EXERCISE GOAL:
Copy each line exactly. Drop every picture.

** start PROVIDED RECORDS **

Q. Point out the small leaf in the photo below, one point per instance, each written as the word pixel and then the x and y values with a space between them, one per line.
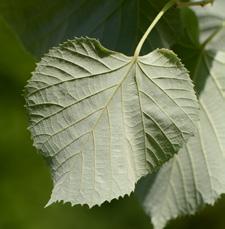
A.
pixel 105 119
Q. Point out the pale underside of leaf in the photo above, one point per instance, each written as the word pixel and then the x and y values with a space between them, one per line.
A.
pixel 105 119
pixel 194 177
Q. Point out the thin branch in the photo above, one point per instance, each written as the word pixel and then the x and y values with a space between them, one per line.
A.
pixel 198 3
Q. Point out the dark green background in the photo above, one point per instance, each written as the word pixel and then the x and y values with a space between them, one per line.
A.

** end PROVIDED RECORDS **

TASK ANSWER:
Q. Point out the small leaf in the photo below, one point per instance, each written as the word pixel and then the x and y values with a space between them, one per line.
A.
pixel 105 119
Q. Point out the pale underside of leaf in the photo above, one point per instance, each written as the word pixel and then the x and y values with a space between them, one per line.
A.
pixel 105 119
pixel 194 177
Q. Point out the thin branch in the photo above, one point per instance, each written as the word pixel and then the x and y values with a space between them, one per line.
A.
pixel 198 3
Q. Point out the dark green background in the photo above, one point per instance, each written as the word pixel and then the x and y values with a space between them, one per line.
A.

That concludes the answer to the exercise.